-------- Provided information

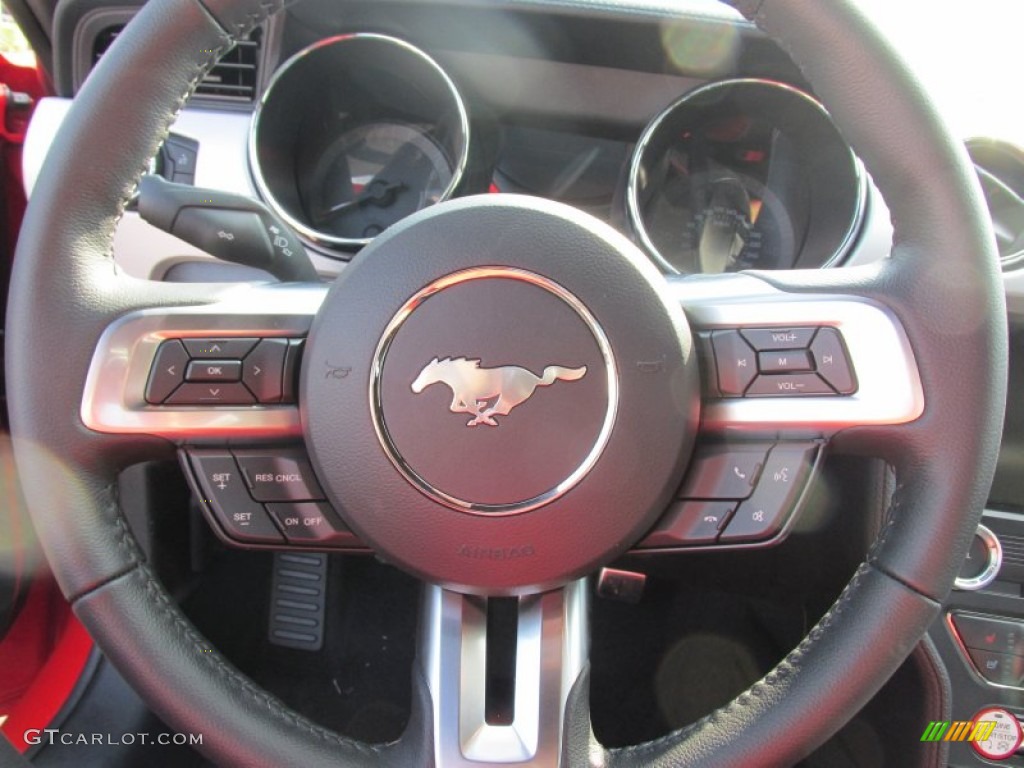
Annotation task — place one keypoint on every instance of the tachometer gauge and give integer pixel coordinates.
(353, 134)
(373, 176)
(743, 174)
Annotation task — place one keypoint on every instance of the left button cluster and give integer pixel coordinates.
(260, 497)
(223, 372)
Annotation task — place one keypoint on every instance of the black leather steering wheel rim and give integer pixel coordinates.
(942, 283)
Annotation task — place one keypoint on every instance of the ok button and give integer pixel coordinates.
(214, 371)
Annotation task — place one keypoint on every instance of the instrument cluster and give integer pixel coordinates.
(355, 132)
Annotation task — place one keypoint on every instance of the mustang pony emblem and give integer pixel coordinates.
(486, 392)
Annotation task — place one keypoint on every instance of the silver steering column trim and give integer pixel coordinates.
(552, 646)
(889, 385)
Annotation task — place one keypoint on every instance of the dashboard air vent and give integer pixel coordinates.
(233, 78)
(1000, 171)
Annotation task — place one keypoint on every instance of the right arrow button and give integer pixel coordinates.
(263, 368)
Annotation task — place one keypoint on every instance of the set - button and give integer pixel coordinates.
(781, 363)
(267, 497)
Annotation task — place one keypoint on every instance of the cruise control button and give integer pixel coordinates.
(779, 338)
(312, 523)
(218, 348)
(211, 394)
(225, 495)
(763, 515)
(736, 363)
(1001, 669)
(784, 360)
(724, 471)
(990, 634)
(262, 370)
(282, 476)
(787, 385)
(689, 523)
(832, 363)
(214, 371)
(168, 371)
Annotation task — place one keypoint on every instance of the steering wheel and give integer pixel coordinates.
(925, 330)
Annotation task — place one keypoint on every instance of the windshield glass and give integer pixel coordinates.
(967, 54)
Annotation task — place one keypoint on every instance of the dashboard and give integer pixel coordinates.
(699, 140)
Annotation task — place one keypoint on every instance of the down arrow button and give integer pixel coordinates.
(263, 368)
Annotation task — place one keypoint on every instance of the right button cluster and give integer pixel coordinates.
(736, 495)
(781, 363)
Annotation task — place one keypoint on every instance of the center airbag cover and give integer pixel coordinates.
(499, 394)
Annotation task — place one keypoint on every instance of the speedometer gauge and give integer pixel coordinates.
(353, 134)
(744, 174)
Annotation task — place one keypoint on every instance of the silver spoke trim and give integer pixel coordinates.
(889, 385)
(552, 648)
(114, 399)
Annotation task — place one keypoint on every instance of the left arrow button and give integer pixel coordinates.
(167, 372)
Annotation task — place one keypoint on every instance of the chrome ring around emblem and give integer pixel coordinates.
(524, 382)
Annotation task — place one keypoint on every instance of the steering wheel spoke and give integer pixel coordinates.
(500, 672)
(224, 370)
(811, 364)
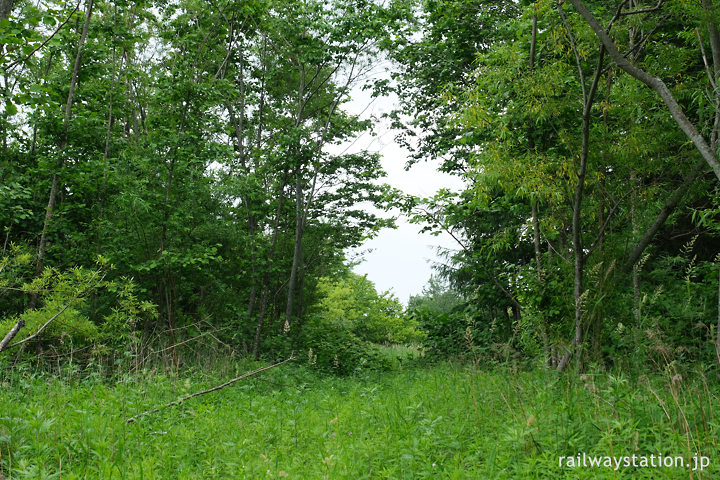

----------------

Your instructions =
Rescale the lines from the one containing "spoke and give integer pixel coordinates." through the last line, writing each out again, requests included, with every pixel coordinate in the answers multiplied by 0.75 and rounded to a whole number, halves rounded up. Give only these lines and leave the pictures out.

Output below =
Annotation task — place one keypoint on every instance of the steering wheel spoke and give integer pixel coordinates.
(375, 504)
(168, 278)
(608, 273)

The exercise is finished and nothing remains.